**RECORDS FOR THE TASK**

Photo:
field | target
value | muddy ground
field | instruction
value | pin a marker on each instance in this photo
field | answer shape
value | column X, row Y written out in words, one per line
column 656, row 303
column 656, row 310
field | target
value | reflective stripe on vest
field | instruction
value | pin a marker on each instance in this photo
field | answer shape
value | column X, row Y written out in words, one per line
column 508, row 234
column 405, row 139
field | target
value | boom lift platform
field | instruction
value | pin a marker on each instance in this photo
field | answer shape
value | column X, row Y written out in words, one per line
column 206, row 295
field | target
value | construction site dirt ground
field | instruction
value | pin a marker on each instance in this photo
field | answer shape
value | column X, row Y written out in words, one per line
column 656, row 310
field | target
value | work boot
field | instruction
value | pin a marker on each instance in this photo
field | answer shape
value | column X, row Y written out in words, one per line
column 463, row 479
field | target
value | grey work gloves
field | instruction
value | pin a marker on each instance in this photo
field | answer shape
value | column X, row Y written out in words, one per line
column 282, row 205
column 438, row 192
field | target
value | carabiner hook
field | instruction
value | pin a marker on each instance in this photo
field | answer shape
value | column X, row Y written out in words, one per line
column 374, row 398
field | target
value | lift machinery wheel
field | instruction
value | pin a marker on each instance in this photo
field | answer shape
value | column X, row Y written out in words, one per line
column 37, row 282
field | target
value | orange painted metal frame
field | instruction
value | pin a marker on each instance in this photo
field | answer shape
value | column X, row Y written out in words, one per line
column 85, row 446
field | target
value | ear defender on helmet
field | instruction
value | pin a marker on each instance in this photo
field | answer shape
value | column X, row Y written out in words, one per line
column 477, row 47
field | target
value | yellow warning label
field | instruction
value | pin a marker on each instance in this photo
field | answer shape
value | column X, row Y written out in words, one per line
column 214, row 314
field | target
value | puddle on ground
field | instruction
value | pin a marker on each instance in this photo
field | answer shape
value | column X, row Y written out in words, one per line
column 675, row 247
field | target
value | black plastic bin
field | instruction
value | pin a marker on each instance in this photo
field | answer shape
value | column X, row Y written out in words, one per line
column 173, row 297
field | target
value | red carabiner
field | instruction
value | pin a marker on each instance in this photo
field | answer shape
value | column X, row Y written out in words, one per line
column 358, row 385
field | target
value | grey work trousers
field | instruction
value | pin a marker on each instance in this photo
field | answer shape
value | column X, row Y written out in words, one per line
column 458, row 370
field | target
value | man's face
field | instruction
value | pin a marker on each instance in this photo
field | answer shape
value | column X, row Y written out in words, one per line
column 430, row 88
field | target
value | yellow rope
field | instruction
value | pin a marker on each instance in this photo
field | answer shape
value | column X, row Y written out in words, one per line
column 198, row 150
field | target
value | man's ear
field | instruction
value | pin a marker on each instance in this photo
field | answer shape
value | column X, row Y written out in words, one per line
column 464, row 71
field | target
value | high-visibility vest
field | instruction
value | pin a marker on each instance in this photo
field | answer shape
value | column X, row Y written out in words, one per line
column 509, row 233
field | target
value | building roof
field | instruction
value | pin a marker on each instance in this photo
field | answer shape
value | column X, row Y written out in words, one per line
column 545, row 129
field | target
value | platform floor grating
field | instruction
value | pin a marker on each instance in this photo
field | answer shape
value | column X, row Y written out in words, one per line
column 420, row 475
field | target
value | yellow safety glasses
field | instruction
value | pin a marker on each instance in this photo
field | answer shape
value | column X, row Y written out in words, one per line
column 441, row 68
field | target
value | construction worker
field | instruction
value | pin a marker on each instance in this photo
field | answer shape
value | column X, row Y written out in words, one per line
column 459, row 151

**STATED GOAL**
Can you reproduce all the material exactly?

**ANSWER TO THE TASK**
Photo:
field | target
value | muddy ground
field | instruction
value | pin a marker on each instance in this photo
field | answer shape
value | column X, row Y written out in words, one per line
column 656, row 303
column 656, row 310
field | target
value | reflective stripe on vest
field | instruction
value | pin a marker on each instance in this photo
field | answer shape
value | column X, row Y written out in words, one per line
column 508, row 234
column 405, row 139
field | target
value | boom lift platform
field | instruction
value | pin a marker on each instance in this photo
field | answer shape
value | column X, row Y written out in words, one per line
column 206, row 295
field | target
value | construction site dirt ground
field | instruction
value | pin a marker on each instance in this photo
field | answer shape
value | column X, row Y written out in words, one per line
column 656, row 310
field | target
value | work boot
field | instruction
value | pin a marker on each instance in this photo
field | answer shape
value | column X, row Y written out in words, one per line
column 463, row 479
field | target
value | grey work gloves
field | instruction
value | pin a marker on each instance in this photo
field | answer shape
value | column X, row Y written out in words, one per line
column 282, row 205
column 438, row 192
field | target
value | carabiner hook
field | instruction
value | pin a marker on each instance in this photo
field | answer shape
value | column X, row Y written out in words, one per line
column 374, row 398
field | target
value | lift machinery wheel
field | instruction
value | pin a marker on each instance in this photo
field | answer shape
value | column X, row Y written out in words, one per line
column 37, row 282
field | target
value | orange painted metal frame
field | instruction
value | pin a marker on each instance in this photo
field | answer shape
value | column X, row Y written out in words, one per line
column 85, row 446
field | target
value | ear defender on helmet
field | instruction
value | pin a marker on each instance in this photo
field | answer shape
value | column X, row Y written out in words, one per line
column 477, row 47
field | target
value | yellow warning label
field | instruction
value | pin a marker on each instance in this photo
field | answer shape
value | column X, row Y written out in words, one per line
column 214, row 314
field | target
value | puddle on ground
field | instruction
value | pin a marker on each instance in this photo
field | answer shape
value | column X, row Y written out in words, one per line
column 675, row 247
field | target
value | black plastic bin
field | instruction
value | pin a marker on each instance in this photo
field | answer shape
value | column X, row Y written out in words, one per line
column 173, row 297
field | target
value | red carabiner
field | instruction
value | pin a marker on each instance in this photo
field | answer shape
value | column X, row Y written out in words, one per line
column 358, row 385
field | target
value | grey work trousers
field | instruction
value | pin a marker on each instance in this photo
field | answer shape
value | column X, row Y written out in words, one per line
column 458, row 370
field | target
value | man's face
field | instruction
value | pin a marker on each instance in this photo
field | answer shape
value | column X, row Y written out in words, one per line
column 430, row 88
field | target
value | yellow rope
field | instruction
value | pin a marker on each instance in this photo
field | answer shape
value | column X, row Y written out in words, one per line
column 198, row 150
field | target
value | man's ear
field | instruction
value | pin a marker on each instance in this photo
field | answer shape
value | column X, row Y written out in words, one per line
column 464, row 71
field | target
value | high-visibility vest
field | instruction
value | pin a marker on each instance in this photo
field | answer shape
value | column X, row Y written out in words, one per line
column 509, row 233
field | target
value | building roof
field | instruction
value | pin a marker on each instance in this photo
field | answer shape
value | column X, row Y written out in words, one per line
column 545, row 129
field | target
value | platform floor grating
field | instruction
value | pin a marker on each instance in this photo
field | answer shape
value | column X, row Y written out in words, one per line
column 420, row 475
field | target
value | yellow safety glasses
field | instruction
value | pin a marker on each instance in this photo
field | answer shape
value | column X, row Y written out in words, one per line
column 441, row 68
field | target
value | construction worker
field | instruction
value | pin a marker on each instance in this photo
field | answer shape
value | column X, row Y written out in words, one per line
column 459, row 151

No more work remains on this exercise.